— Start of Document extract —

One of the Lowcountry's defining characteristics is its network of marshes, rising and falling in synchrony with the tides. In an encouraging example of cooperative governance, three disparate entities have come together to protect these critical environmental buffer zones from encroaching development.

Forming the South Atlantic Salt Marsh Initiative (SASMI) are South Carolina's Department of Natural Resources, the non-profit Coastal Conservation League and the U.S. Defense Department, along with a host of local land trusts and 75 concerned individual citizen supporters. Funding for the initiative comes from a network of local, state and federal sources along with additional support from the already-existing Lowcountry Sentinel Landscape program. SASMI is modeled on the Longleaf Restoration Initiative, a public/private partnership established in 2005 to protect longleaf pine forests in the Southeast.


Bulkheads like these prevent marshes from migrating shoreward with rising seas

Three years in the making, SASMI is intended to protect and restore tidal marshes while conserving the naturally formed and shifting channels that allow marshes to adapt to rising sea levels. Other threats to healthy marshes are polluted runoff from ill-conceived waste treatment systems and ecologically unsustainable developments located too close to marshes. SASMI's partners plan on using strategies ranging from elevated roadways, retrofitting barriers to allow marshes to shift with sea levels and acquiring land along marshes for conservation. An important first step is already underway, mapping marsh migration patterns to provide accurate data to local marsh conservation efforts.

— End of Document extract —

§ What is needed
Extend the passage about the South Atlantic Salt Marsh Initiative, picking up after its final sentence.

— Start of Dataset entries —

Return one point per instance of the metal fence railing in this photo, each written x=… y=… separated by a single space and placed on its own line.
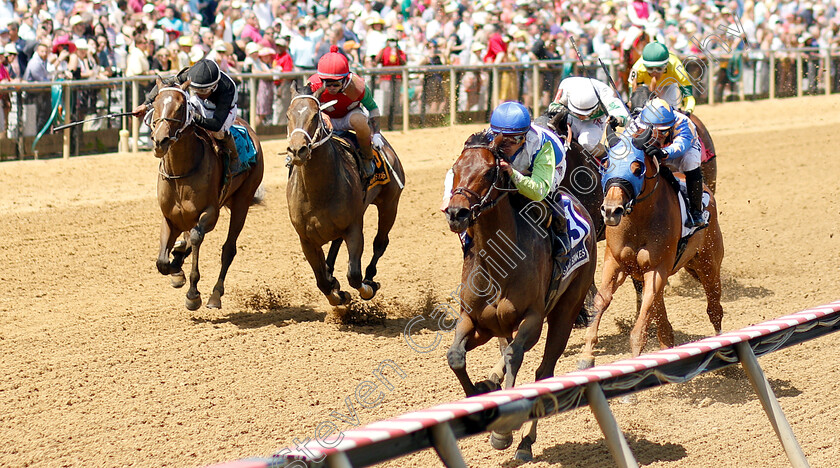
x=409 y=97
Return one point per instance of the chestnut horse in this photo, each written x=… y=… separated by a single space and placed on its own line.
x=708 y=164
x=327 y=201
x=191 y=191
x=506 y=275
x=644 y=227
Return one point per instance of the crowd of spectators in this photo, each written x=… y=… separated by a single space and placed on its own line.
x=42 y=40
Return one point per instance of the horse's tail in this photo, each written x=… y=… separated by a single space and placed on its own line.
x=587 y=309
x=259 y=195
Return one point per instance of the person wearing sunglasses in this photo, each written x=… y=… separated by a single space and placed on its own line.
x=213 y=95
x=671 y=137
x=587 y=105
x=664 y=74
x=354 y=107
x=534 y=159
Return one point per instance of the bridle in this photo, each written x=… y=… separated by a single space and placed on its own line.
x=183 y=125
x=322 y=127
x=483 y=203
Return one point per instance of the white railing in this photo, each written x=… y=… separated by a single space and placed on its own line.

— End of Dataset entries —

§ Output for this exercise
Birds like these clapper rails rely on marshes to raise their young

SASMI draws on the expertise of a diverse coalition of partners from North Carolina to the east-central Florida coast. More than 300 military and governmental authorities, conservation groups like the CCL, scientists, community leaders and fishermen are involved in the initiative. The Conservation League, for example, is partnering with the state's DNR to create a "Living Shorelines" training course for contractors, providing guidance in designing and building properties that preserve the ability of marshes to absorb rising tidal flows and provide critical habitat for fish, birds and other wildlife. "Our marshes are the lifeblood of our ecosystem," says the Conservation League's executive director Faith Rivers James, "and we must protect it so those who come after us can experience it in the way we have been blessed."